**Отрывок текста:**
================

Прямой эфир на «Радио 10|69» (Вологда). 24 марта 2018 г.
…«Шансон» – не равно «блатняк», понятное дело, как «песня» – не равно «дворовая песня». Это лишь одно из её лиц, одно из проявлений. И, что интересно, в дворовой песне, разумеется, есть свои жемчужины и свои шедевры, которые, пожалуй, переживут время и уже пережили.
В расшифровке представлен сокращённый вариант интервью, в который вошли только самые интересные моменты.
Ведущий — Егор Сергеев
— Захватанное грязными руками слово «шансон» – что это для вас, и что вы хотели сказать песнями альбома «Крутится-вертится»?
— На вопрос «Что вы хотели сказать этой песней?» нет словесного ответа. Обычно музыкант прям вот «сказать» ничего не хочет, песня говорит за него гораздо лучше. Он воспроизводит эту энергию, призывает, растворяется в ней и наслаждается ею.

================

**Что сделать 1:**
Отредактируй листинг со строки, где стоит «Would you mind placing a dot on the dräger», и до самого конца листинга: замени «reflective» на «shiny», а всё остальное оставь без изменений.

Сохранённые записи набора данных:

================

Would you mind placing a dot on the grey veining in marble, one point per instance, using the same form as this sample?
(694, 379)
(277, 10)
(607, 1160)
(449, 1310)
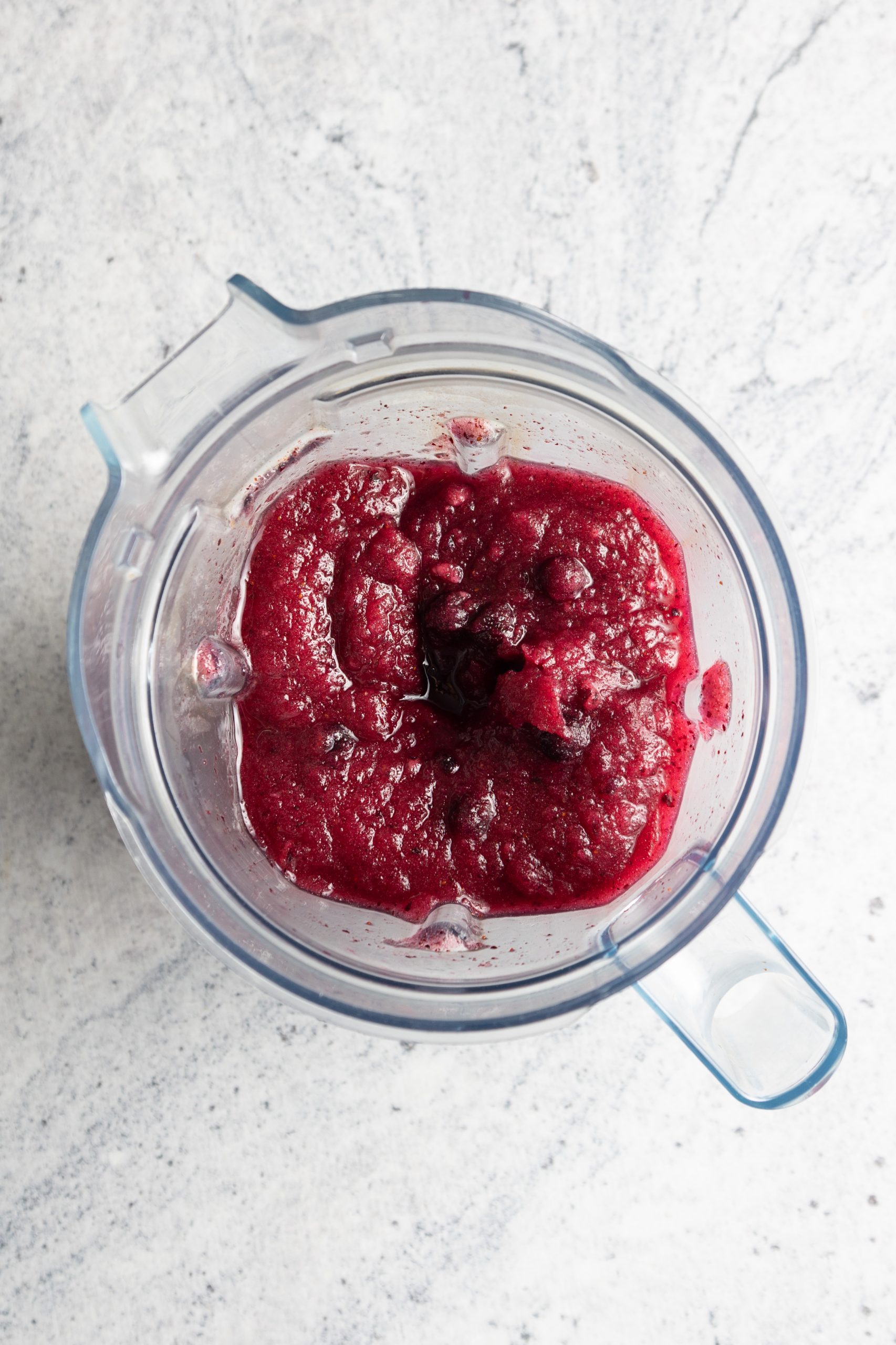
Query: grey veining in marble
(711, 186)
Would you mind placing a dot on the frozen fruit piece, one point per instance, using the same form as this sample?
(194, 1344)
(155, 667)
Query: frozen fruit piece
(564, 579)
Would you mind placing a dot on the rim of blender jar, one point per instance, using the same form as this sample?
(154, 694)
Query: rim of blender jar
(179, 902)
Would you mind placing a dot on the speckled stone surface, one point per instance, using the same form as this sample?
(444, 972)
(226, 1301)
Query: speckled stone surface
(708, 186)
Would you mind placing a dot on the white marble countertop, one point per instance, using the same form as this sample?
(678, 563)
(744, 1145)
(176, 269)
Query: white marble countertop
(710, 188)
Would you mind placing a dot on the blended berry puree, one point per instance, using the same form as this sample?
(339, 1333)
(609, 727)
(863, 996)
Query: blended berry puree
(465, 688)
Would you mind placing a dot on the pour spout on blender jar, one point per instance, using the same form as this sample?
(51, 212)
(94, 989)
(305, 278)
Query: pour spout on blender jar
(750, 1010)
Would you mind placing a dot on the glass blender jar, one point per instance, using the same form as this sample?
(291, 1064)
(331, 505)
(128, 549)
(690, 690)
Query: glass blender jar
(201, 448)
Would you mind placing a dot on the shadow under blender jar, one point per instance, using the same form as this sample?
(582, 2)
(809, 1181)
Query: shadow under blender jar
(264, 395)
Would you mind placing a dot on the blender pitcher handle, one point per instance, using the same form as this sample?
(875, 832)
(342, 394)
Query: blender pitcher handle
(750, 1010)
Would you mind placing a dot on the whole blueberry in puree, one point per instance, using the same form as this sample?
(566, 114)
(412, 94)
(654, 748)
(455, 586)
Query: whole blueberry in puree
(465, 688)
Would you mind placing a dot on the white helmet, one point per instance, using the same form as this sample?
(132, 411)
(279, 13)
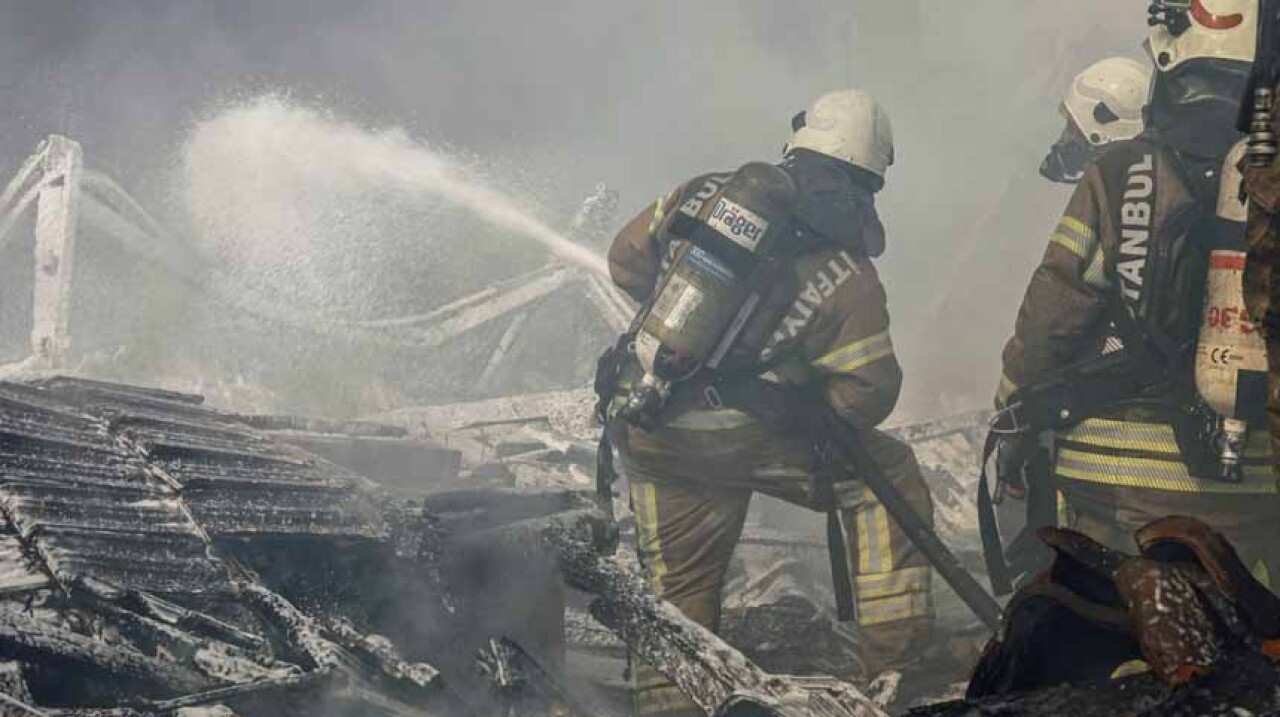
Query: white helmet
(1106, 100)
(849, 126)
(1223, 30)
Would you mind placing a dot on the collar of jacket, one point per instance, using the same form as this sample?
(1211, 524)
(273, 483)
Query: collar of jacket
(836, 202)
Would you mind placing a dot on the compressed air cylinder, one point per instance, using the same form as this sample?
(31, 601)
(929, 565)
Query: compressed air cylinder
(1232, 357)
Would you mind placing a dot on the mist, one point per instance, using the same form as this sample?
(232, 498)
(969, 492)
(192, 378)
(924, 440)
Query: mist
(544, 100)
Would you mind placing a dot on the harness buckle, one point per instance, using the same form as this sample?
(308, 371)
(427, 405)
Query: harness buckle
(713, 398)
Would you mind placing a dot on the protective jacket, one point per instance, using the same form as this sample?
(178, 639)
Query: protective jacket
(822, 324)
(824, 320)
(1262, 279)
(1132, 233)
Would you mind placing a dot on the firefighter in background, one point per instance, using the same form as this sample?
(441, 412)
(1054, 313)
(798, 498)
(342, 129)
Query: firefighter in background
(1262, 279)
(1121, 266)
(1104, 105)
(823, 325)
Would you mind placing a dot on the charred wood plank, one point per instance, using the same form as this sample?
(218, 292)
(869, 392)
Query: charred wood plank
(383, 654)
(716, 676)
(1243, 684)
(27, 639)
(301, 633)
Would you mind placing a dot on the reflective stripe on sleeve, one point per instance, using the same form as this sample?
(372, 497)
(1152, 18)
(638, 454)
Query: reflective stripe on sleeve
(1075, 237)
(855, 355)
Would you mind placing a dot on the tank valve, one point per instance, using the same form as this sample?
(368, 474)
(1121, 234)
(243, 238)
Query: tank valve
(1232, 439)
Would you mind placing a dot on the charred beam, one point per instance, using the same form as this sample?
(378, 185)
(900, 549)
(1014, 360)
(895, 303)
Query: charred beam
(383, 654)
(711, 672)
(301, 633)
(37, 642)
(1243, 684)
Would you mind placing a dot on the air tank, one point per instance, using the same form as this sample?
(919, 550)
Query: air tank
(1232, 357)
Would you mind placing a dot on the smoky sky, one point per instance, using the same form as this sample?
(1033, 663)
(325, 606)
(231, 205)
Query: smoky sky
(636, 94)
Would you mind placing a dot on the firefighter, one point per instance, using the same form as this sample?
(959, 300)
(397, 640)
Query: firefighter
(824, 329)
(1121, 272)
(1262, 279)
(1104, 105)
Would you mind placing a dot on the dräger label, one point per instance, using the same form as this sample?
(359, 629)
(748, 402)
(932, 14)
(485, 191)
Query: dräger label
(740, 224)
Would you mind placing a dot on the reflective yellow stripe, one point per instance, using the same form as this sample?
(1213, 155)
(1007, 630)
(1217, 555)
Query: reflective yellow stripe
(1075, 237)
(659, 213)
(891, 610)
(1157, 439)
(1155, 474)
(864, 542)
(891, 584)
(856, 355)
(1096, 275)
(1074, 225)
(1070, 243)
(1128, 435)
(723, 419)
(874, 552)
(644, 498)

================

**Что сделать 2:**
Продолжи расшифровку интервью о шансоне с того места, на котором она заканчивается.

**Ответ 1:**
Would you mind placing a dot on the dräger label, one point per instance, using the same form as this sample?
(359, 629)
(748, 402)
(932, 14)
(485, 191)
Query: dräger label
(740, 224)
Would you mind placing a dot on the shiny yellow stripe, one point per instance, using the same form as this sample?
(1213, 155)
(1007, 630)
(1217, 555)
Query: shiny yellow stripe
(1075, 237)
(659, 213)
(891, 610)
(1157, 439)
(1155, 474)
(864, 542)
(891, 584)
(856, 355)
(1096, 275)
(1074, 225)
(1070, 243)
(1128, 435)
(723, 419)
(874, 552)
(644, 498)

**Ответ 2:**
Но да, бывает более чистый поток, бывает грязный. Есть такая пословица, или чья-то цитата – «имя дьявола – пошлость». Мы поём о тёмных сторонах реальности. И о падших женщинах, и о бандитах, и о ком угодно, о пьяницах, бродягах. То же самое делают Tom Waits, The Tiger Lillies – существуют целые жанры чёрного юмора, чёрного кабаре. Но что их отличает от похабели, которая тоже тут, рядышком? Где та тонкая грань?
Я бы сказала, что отличие – это вкус. Хороший, плохой. О вкусах, с одной стороны, не спорят, с другой стороны – критериев нет, а с третьей стороны, что-то такое чувствуется. Но не всеми, и не всегда. Но, тем не менее есть о чём говорить, разница почему-то существует.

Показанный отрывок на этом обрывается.